▸ **EXERCISE**: Your task is to give the number of lines in the listing that include "hood", and nothing else.

-- SOURCE RECORDS follows --

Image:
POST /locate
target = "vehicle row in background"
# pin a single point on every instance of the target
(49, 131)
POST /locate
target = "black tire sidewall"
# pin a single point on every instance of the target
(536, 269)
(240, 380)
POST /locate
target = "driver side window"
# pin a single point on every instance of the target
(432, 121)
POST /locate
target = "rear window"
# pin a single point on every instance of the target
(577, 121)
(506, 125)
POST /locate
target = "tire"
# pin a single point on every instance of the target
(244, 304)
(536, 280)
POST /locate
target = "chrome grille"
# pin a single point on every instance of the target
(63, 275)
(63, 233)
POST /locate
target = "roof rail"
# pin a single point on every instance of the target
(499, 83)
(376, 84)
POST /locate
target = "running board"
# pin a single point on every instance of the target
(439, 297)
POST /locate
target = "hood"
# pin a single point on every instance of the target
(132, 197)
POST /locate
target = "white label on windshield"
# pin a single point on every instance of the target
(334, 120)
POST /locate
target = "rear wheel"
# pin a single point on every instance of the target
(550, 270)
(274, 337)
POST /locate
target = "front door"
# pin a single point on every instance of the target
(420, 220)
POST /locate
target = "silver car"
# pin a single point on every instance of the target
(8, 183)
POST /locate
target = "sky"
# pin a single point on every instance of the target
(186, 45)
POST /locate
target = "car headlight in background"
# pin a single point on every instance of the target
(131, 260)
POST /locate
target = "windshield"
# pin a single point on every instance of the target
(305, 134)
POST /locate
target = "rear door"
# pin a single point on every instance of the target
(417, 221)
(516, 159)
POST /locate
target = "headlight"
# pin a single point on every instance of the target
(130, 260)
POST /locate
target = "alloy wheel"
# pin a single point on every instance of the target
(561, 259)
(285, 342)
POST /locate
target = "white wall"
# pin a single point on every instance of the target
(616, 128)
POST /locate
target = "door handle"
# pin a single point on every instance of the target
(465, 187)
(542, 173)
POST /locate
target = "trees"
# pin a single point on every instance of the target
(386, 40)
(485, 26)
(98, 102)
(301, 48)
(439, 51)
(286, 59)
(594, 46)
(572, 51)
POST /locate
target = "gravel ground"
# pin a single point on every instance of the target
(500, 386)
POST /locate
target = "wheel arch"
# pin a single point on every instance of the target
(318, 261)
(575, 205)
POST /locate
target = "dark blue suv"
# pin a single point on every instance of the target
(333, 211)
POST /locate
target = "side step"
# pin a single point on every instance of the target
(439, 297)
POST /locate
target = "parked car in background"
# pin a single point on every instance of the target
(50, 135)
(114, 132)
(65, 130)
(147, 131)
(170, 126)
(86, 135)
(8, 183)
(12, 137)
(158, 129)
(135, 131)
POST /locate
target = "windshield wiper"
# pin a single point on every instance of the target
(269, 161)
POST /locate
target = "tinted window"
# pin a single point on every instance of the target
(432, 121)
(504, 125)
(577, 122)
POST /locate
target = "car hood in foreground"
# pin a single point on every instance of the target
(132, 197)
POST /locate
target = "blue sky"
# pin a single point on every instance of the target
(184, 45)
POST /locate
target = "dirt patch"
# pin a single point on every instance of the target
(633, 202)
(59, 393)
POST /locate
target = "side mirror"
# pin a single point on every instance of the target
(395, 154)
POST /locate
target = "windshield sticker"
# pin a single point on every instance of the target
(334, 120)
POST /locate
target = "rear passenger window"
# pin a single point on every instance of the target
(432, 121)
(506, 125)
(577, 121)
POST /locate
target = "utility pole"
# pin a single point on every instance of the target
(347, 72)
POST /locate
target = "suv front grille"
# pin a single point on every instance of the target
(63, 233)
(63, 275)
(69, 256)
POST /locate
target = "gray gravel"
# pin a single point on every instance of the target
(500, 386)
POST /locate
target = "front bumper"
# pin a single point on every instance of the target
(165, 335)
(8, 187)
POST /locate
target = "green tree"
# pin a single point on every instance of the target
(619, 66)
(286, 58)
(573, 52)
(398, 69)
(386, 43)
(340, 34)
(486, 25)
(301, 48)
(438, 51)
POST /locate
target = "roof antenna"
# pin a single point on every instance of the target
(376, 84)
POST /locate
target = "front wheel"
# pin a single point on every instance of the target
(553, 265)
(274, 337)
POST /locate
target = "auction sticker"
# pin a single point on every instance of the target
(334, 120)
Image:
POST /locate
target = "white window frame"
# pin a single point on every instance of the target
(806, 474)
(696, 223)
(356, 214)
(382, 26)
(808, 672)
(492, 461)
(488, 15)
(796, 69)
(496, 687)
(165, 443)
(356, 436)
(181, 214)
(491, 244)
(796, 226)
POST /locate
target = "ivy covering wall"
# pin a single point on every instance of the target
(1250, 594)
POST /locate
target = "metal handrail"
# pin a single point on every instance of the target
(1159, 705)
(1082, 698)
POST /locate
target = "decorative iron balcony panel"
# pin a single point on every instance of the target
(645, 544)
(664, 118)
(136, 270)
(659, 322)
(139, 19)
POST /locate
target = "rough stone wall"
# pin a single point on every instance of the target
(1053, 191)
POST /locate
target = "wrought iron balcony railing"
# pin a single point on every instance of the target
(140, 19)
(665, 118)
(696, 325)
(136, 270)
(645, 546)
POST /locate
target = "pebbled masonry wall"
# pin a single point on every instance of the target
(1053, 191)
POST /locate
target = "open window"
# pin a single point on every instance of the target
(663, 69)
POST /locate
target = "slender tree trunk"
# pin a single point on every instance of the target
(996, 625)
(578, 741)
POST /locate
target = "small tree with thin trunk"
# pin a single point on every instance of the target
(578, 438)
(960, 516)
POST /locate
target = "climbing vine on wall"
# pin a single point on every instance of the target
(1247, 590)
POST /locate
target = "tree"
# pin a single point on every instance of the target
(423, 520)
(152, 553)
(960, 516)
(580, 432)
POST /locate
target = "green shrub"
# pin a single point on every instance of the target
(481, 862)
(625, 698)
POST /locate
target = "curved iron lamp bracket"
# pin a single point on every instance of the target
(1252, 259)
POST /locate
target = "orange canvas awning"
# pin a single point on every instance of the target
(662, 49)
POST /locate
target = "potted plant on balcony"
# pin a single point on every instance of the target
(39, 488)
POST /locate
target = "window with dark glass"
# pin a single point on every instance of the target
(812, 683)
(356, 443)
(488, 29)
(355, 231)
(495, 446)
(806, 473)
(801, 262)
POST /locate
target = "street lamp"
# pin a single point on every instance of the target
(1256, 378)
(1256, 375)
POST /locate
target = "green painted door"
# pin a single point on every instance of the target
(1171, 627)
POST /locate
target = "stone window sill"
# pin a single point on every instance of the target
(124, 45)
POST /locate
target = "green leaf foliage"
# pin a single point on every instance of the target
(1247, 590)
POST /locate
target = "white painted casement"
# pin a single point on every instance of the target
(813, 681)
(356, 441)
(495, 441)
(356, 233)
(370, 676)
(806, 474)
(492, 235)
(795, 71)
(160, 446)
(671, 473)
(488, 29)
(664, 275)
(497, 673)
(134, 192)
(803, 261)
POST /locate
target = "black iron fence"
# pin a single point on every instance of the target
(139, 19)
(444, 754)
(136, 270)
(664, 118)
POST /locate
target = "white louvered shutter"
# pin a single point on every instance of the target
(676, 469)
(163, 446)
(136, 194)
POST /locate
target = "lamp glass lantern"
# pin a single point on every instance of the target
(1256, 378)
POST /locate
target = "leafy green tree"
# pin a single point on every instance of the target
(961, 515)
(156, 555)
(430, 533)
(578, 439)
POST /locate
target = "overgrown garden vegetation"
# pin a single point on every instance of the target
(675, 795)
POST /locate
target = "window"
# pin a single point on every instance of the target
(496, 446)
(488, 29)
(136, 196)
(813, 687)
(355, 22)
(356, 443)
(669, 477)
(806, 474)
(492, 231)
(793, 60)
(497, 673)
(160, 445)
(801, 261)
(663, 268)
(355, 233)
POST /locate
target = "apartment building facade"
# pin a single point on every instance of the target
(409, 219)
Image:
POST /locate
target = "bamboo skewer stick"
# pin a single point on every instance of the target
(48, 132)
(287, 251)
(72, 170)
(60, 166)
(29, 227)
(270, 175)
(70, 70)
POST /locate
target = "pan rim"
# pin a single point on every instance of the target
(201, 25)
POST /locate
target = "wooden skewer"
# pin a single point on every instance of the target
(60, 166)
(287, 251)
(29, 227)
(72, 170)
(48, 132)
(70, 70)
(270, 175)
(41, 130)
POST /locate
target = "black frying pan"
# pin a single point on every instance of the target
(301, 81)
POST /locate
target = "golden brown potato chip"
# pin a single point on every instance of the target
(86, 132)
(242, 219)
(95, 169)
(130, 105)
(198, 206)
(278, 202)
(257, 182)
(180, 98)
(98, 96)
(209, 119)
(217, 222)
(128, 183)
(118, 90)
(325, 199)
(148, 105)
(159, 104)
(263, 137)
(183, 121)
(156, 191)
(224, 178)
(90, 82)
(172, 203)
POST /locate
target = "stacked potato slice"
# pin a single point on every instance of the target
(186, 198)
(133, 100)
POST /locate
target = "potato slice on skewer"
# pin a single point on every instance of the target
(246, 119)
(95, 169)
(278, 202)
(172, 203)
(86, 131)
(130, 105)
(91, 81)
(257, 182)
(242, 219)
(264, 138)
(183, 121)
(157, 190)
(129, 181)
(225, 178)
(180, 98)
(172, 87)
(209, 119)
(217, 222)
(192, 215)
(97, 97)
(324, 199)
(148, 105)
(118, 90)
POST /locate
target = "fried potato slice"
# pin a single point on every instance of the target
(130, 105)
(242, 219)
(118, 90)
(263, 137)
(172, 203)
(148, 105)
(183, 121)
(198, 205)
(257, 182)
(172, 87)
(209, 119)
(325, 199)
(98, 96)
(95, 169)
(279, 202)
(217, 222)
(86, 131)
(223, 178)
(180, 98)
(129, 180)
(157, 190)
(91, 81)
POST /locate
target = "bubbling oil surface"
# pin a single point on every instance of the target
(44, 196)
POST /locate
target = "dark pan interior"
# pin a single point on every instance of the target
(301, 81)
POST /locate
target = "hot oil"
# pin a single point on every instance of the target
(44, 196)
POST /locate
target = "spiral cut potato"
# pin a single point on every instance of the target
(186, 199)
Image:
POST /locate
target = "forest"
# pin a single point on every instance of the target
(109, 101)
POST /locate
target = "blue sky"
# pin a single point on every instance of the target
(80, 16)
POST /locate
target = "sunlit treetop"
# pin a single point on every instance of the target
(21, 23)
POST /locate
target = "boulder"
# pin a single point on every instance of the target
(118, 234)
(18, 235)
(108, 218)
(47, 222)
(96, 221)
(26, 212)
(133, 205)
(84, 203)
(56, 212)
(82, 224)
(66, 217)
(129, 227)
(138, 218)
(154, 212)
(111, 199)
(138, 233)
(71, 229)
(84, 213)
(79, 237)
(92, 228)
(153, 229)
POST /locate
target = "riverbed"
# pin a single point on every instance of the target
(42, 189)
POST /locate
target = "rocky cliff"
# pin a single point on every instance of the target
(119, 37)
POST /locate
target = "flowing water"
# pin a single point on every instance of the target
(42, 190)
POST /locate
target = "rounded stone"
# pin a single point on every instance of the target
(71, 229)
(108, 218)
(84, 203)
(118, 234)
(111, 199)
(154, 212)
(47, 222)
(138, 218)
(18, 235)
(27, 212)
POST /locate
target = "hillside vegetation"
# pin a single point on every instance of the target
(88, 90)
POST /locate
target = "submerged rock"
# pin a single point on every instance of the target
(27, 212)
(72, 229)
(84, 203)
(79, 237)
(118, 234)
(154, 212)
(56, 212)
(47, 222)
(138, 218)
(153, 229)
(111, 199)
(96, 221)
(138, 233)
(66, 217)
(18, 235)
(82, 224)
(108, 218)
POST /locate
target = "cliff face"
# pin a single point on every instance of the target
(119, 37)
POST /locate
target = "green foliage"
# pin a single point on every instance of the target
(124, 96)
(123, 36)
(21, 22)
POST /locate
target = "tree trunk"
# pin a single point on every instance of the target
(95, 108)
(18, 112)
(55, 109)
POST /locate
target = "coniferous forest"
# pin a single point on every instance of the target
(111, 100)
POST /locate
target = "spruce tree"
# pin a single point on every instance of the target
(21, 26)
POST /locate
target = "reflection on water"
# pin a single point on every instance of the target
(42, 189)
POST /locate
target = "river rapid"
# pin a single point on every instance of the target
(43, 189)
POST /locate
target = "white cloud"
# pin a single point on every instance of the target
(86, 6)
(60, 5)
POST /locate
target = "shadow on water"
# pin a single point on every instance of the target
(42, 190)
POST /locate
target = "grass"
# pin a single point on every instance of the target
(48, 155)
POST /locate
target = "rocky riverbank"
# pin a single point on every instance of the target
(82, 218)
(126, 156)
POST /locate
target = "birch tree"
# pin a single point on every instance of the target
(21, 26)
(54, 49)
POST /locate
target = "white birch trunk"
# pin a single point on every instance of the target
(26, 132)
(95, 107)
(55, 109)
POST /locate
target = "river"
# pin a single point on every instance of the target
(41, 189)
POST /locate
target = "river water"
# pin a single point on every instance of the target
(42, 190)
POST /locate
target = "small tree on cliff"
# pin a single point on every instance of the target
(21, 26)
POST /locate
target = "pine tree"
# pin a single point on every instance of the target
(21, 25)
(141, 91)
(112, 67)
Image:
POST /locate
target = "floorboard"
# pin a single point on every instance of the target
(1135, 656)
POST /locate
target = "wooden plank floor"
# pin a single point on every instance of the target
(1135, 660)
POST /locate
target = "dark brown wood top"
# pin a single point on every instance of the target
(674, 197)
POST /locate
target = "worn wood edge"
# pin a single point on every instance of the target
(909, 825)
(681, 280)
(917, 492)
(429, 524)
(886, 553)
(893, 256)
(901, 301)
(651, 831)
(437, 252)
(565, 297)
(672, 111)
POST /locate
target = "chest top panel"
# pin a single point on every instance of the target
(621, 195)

-- SOURCE RECORDS concluded --

▸ **WRITTEN RESPONSE**: 2